[Dataset excerpt]
......
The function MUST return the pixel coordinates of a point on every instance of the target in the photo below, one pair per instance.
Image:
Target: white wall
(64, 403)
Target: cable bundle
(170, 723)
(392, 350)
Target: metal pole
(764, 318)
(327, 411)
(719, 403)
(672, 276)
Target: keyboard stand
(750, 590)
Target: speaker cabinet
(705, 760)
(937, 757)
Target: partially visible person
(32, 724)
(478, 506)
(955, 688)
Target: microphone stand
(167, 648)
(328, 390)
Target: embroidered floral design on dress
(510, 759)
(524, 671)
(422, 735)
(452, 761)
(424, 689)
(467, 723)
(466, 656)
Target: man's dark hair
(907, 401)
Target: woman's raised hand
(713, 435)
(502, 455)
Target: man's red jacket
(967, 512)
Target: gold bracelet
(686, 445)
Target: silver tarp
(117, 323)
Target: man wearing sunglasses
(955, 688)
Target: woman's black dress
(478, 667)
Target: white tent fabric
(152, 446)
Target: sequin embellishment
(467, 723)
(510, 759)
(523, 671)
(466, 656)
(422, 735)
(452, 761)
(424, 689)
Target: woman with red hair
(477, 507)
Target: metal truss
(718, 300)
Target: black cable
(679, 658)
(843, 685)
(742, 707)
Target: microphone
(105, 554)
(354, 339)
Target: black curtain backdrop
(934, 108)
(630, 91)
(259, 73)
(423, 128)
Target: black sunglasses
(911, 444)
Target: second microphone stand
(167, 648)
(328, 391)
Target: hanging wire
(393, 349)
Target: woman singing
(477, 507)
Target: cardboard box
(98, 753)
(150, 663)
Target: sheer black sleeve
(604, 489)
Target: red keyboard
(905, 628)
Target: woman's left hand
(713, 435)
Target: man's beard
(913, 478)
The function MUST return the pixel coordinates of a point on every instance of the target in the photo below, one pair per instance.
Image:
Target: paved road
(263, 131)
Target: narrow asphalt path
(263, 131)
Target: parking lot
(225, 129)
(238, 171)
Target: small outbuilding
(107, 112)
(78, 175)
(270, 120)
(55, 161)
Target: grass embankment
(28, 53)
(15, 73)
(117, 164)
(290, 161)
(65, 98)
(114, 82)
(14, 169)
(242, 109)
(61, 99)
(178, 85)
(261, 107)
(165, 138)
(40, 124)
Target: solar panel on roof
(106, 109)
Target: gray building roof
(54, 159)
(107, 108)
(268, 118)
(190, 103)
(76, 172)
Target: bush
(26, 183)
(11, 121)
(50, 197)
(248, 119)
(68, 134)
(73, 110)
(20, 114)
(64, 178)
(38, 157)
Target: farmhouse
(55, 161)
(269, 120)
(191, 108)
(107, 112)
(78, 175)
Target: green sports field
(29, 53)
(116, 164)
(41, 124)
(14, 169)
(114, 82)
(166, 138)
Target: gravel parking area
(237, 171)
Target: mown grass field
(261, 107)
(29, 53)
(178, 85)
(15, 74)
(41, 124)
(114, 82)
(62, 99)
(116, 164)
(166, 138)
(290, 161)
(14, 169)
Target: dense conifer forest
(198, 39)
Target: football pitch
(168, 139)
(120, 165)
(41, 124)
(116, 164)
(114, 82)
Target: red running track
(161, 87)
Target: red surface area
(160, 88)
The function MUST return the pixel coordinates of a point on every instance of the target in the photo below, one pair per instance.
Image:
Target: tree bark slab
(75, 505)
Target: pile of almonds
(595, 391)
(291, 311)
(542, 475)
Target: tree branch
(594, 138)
......
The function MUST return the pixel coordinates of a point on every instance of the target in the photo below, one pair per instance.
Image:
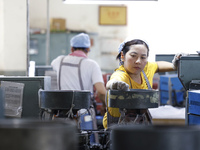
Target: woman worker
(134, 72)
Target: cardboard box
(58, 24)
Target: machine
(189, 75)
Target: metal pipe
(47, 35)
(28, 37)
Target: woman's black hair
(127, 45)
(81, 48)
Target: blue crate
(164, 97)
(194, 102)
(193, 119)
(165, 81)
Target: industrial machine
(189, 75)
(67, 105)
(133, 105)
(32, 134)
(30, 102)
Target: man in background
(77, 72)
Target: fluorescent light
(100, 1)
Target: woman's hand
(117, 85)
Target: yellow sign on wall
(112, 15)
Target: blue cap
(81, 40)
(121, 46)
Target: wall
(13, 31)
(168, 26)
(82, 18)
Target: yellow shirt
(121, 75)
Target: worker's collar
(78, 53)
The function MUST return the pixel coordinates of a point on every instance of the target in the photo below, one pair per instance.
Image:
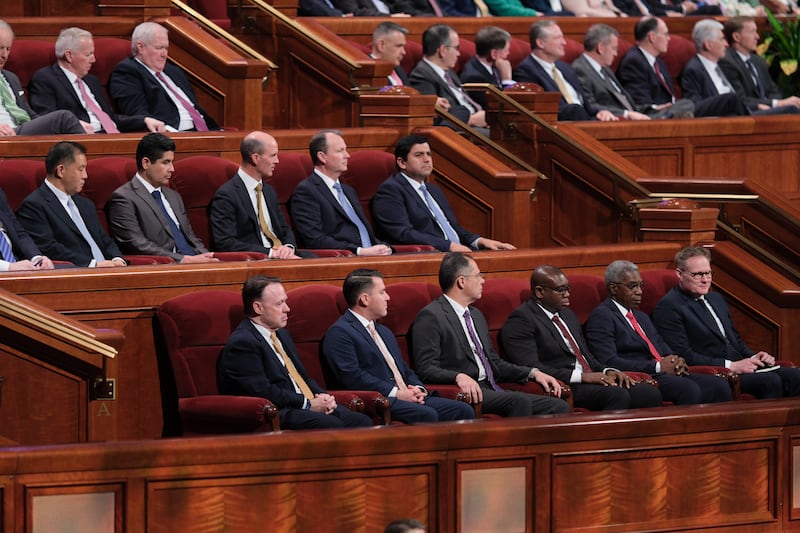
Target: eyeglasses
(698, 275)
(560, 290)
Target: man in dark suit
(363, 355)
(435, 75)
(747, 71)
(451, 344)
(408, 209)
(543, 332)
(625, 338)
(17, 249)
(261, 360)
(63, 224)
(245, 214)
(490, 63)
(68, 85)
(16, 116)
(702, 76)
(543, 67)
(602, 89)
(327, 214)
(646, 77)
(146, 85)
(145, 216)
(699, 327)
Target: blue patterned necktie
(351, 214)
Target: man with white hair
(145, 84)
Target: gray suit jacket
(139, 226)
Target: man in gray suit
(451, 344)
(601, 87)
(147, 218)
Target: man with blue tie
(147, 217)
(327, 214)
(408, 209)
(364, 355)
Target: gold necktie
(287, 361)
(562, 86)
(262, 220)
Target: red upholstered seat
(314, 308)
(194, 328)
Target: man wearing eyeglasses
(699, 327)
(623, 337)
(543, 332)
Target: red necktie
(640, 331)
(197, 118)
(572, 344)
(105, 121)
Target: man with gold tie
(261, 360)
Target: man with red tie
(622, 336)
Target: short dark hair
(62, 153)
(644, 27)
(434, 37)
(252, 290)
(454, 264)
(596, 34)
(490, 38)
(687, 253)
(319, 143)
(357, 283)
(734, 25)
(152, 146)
......
§ Work to do
Count the lines of the data above that contain the string "microphone", treating uppercase and lowercase letters as different. Give only the number.

§ Solution for this problem
3